> CONSIGNE 1
D'après le texte sur l'athéisme, de quelle nature est l'aliénation que constitue la foi en Dieu selon Feuerbach ?

####

MD – Nietzsche mis à part, quels ont été les grands penseurs de l’athéisme ?
FL – Je crois que les penseurs du XIXe siècle qui ont le plus argumenté en faveur de l’athéisme sont Auguste Comte, Ludwig Feuerbach, Karl Marx et Sigmund Freud. Ce sont pour moi les pères fondateurs de l’athéisme moderne et on retrouve toujours l’un ou l’autre de leurs arguments dans les propos des philosophes athées qui leur succèdent aux XXe et XXIe siècles. Ils n’abordent pas tous la question de Dieu et de sa négation par le même angle, mais ils en arrivent tous à la conclusion que la foi en Dieu constitue une profonde aliénation : aliénation intellectuelle pour Comte, anthropologique pour Feuerbach, économique pour Marx, psychologique pour Freud. Tous croient d’ailleurs, comme la plupart de leurs contemporains et à l’inverse de Nietzsche, au progrès inéluctable des sociétés humaines grâce à la raison. La religion, qui repose en Occident sur la foi en Dieu, est conçue comme un obstacle voire l’ultime obstacle, à la réalisation d’un monde offrant le meilleur de l’humain, enfin libéré de l’ignorance et de tous ses maux.

####

> CONSIGNE 2
Recopiez à l'identique les lignes des entrées, de celle qui contient « the player's arm » jusqu'à la fin des entrées, ces deux bornes comprises.

> DONNÉES BRUTES
####

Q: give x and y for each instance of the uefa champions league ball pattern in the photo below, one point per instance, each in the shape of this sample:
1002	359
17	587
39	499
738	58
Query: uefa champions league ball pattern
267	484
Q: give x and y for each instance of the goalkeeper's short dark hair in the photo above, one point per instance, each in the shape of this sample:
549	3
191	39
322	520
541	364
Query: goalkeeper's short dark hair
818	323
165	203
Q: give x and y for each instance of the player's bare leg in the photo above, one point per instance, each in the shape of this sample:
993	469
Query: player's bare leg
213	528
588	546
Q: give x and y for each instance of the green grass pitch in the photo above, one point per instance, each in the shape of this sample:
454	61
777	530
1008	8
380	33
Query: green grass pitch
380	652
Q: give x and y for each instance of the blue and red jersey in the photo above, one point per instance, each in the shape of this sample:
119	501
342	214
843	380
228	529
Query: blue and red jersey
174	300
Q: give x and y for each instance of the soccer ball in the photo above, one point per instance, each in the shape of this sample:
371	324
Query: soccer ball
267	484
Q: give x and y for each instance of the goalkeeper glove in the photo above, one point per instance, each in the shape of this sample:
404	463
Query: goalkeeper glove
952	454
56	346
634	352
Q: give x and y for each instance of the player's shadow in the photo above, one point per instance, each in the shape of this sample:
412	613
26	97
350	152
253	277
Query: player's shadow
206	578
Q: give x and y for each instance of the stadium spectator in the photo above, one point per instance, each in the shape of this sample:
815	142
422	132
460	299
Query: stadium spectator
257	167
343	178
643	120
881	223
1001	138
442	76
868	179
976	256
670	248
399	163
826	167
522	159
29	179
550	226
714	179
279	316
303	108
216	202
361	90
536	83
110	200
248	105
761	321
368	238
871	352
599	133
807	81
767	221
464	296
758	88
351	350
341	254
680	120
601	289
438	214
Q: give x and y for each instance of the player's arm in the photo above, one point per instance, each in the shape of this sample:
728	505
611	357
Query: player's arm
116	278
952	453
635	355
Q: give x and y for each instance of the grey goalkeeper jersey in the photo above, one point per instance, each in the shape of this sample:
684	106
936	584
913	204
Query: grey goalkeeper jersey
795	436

####

> RÉSULTAT 1
Selon Feuerbach, c'est une aliénation anthropologique.

> RÉSULTAT 2
Q: give x and y for each instance of the player's arm in the photo above, one point per instance, each in the shape of this sample:
728	505
611	357
Query: player's arm
116	278
952	453
635	355
Q: give x and y for each instance of the grey goalkeeper jersey in the photo above, one point per instance, each in the shape of this sample:
684	106
936	584
913	204
Query: grey goalkeeper jersey
795	436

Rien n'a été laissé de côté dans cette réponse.